* [Written tasks]
#1 Using the court opinion excerpt below, answer these questions:
(a) Under which statute does Petitioner bring his motion?
(b) Which case does Petitioner cite for his claim of ineffective assistance of counsel?
(c) Of what offense was Petitioner convicted after the jury trial?
#2 Copy the court opinion excerpt below word for word from "Petitioner Arthur D'Amario" to "federal gun convictions.".

* [Extract to read]
______________________________
The opinion of the court was delivered by: Irenas, Senior District Judge


Presently before the Court is Petitioner's Motion to Vacate, Set Aside or Correct Sentence pursuant to 28 U.S.C. § 2255. Petitioner identifies multiple grounds for granting his motion, but the "essence of the motion" he maintains, is that he was denied his Sixth Amendment right to effective assistance of counsel "at every stage of the case" in violation of Strickland v. Washington, 466 U.S. 668 (1984). (Petitioner's Memorandum in Support of Motion ("Pet. Mem.") at 1) He further alleges that any grounds for granting Petitioner's § 2255 motion that were not previously raised "are the fault of counsel." (Petitioner's Motion ("Pet. Motion") at 4) For the reasons set forth below, Petitioner's application will be denied.


Petitioner Arthur D'Amario was convicted of one count of threatening a federal judge in violation of 18 U.S.C. § 115(a)(1)(B) after a jury trial before this Court. The case arose out of Petitioner's frustration over sentencing calculations in connection with his earlier state and federal gun convictions.
______________________________
* [Listed entries]
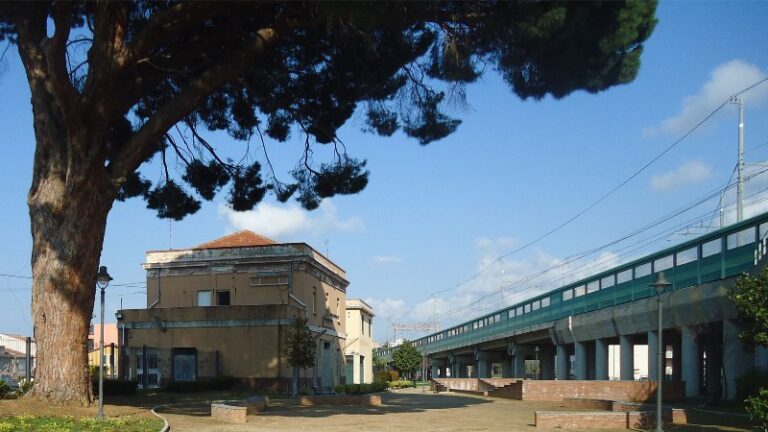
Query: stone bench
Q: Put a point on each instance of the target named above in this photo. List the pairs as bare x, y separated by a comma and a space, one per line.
366, 399
581, 420
236, 411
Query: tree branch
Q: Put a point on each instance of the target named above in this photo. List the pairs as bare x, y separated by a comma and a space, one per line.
140, 145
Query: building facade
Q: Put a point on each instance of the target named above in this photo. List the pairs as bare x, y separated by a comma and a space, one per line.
223, 307
359, 344
13, 355
111, 351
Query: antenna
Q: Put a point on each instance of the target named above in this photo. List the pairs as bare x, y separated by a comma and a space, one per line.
737, 100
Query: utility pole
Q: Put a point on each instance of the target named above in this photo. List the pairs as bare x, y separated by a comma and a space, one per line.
501, 289
740, 167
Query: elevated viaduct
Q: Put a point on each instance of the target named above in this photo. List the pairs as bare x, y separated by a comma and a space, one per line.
567, 332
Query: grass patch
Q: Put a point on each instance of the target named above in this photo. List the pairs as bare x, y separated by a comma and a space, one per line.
67, 424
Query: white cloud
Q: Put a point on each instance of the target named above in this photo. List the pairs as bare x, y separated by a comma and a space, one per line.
383, 260
686, 174
724, 81
289, 221
522, 279
386, 309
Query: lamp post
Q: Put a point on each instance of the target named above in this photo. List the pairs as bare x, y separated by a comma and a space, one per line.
661, 283
102, 280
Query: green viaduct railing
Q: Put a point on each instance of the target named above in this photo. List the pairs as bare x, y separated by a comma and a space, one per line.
717, 255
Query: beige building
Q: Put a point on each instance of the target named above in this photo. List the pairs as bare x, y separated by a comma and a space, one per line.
222, 308
359, 345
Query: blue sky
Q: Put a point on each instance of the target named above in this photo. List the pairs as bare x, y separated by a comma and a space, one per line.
433, 217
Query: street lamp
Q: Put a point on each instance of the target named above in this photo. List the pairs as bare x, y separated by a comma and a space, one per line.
102, 280
661, 283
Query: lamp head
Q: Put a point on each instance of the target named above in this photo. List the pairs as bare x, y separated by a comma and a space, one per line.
661, 283
103, 278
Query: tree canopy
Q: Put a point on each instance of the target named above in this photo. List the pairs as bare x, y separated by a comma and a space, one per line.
406, 358
151, 76
117, 84
750, 295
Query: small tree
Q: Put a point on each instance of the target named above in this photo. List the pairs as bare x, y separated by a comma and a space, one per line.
750, 295
300, 349
406, 358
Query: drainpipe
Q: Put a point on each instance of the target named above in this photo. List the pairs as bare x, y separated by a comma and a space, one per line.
157, 301
290, 289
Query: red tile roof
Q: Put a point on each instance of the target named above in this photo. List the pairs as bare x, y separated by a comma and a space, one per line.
243, 238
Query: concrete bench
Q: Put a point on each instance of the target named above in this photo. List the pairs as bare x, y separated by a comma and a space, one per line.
581, 420
236, 411
366, 399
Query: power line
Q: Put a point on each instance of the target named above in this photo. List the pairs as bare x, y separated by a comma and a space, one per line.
603, 197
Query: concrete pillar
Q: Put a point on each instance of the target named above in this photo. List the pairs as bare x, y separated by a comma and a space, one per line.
483, 364
627, 358
689, 361
653, 349
581, 361
562, 362
547, 361
601, 359
736, 361
761, 358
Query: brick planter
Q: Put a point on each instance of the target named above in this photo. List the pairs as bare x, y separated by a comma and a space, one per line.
367, 399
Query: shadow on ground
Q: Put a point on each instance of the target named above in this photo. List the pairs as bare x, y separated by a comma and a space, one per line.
391, 403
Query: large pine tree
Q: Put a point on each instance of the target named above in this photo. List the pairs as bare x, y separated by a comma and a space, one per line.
115, 84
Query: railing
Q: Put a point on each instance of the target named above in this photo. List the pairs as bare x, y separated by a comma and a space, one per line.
717, 255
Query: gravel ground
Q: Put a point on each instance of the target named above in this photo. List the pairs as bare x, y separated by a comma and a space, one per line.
405, 410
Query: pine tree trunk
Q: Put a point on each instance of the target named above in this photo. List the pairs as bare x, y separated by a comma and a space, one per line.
69, 200
68, 231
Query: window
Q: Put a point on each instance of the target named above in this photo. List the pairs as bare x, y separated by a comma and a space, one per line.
663, 263
643, 270
624, 276
222, 298
686, 256
203, 298
593, 286
711, 248
741, 238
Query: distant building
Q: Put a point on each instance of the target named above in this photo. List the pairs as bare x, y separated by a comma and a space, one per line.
13, 357
222, 308
359, 343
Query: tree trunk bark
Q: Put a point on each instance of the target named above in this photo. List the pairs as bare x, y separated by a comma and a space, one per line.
69, 200
68, 231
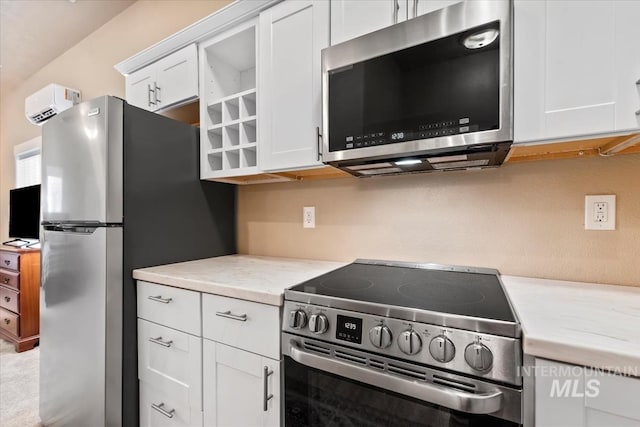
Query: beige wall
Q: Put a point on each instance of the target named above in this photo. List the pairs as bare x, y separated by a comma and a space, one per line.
88, 66
525, 219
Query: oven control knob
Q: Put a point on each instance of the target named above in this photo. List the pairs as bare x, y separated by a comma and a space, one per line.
297, 319
409, 342
478, 356
318, 323
380, 336
442, 349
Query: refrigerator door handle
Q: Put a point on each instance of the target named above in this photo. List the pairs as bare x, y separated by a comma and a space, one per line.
71, 228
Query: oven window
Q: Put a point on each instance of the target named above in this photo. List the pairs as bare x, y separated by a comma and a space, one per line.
315, 398
439, 88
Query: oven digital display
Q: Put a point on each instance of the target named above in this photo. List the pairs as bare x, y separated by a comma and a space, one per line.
349, 329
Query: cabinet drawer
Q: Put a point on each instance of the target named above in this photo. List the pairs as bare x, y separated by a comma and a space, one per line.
10, 278
9, 321
171, 361
173, 307
243, 324
9, 299
10, 261
158, 409
604, 391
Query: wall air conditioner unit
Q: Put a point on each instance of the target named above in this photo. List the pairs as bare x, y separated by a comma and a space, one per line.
49, 101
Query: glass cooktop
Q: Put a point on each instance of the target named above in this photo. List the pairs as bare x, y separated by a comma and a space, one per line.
465, 293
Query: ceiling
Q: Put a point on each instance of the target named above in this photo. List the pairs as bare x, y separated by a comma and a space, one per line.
34, 32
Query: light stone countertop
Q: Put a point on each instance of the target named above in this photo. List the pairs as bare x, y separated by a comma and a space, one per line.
252, 278
580, 323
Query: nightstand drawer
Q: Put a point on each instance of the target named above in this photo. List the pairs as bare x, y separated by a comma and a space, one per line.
9, 321
168, 306
10, 278
9, 299
10, 261
171, 360
243, 324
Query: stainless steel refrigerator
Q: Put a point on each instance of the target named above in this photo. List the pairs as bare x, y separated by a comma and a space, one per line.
120, 190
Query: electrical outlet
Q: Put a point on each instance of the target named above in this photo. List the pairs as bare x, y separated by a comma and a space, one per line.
600, 212
309, 217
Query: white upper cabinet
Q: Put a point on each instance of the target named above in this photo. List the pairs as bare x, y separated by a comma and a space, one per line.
228, 119
292, 36
167, 82
177, 77
420, 7
576, 67
351, 19
140, 86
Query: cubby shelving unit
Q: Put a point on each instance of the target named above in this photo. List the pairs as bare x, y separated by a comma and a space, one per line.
228, 120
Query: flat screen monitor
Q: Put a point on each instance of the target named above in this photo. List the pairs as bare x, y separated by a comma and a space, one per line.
24, 212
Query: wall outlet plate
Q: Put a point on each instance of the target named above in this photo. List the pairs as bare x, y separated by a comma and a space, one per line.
309, 217
600, 212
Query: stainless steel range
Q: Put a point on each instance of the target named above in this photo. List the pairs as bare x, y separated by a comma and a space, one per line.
379, 343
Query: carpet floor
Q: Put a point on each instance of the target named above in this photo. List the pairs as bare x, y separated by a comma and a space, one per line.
19, 386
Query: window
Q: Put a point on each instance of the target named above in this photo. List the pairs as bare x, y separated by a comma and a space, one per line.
28, 160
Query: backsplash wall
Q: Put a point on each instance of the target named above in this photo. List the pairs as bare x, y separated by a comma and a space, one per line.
523, 219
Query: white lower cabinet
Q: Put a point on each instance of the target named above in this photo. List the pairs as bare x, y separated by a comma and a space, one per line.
240, 388
159, 409
574, 396
229, 378
169, 360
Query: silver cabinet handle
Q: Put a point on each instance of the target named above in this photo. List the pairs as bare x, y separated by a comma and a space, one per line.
396, 7
265, 379
318, 140
156, 92
160, 408
229, 315
473, 403
160, 299
149, 90
159, 341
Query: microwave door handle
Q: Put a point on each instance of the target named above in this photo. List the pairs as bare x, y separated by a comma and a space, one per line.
473, 403
396, 7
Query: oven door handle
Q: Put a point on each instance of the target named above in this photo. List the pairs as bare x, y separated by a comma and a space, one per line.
480, 403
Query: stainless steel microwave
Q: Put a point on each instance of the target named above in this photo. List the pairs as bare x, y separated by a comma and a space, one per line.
429, 94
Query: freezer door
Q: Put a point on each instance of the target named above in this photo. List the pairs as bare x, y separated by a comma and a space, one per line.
81, 327
82, 163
______________________________
* [Answer list]
#1
(a) 28 U.S.C. § 2255
(b) Strickland v. Washington, 466 U.S. 668 (1984)
(c) One count of threatening a federal judge, in violation of 18 U.S.C. § 115(a)(1)(B)

#2
Petitioner Arthur D'Amario was convicted of one count of threatening a federal judge in violation of 18 U.S.C. § 115(a)(1)(B) after a jury trial before this Court. The case arose out of Petitioner's frustration over sentencing calculations in connection with his earlier state and federal gun convictions.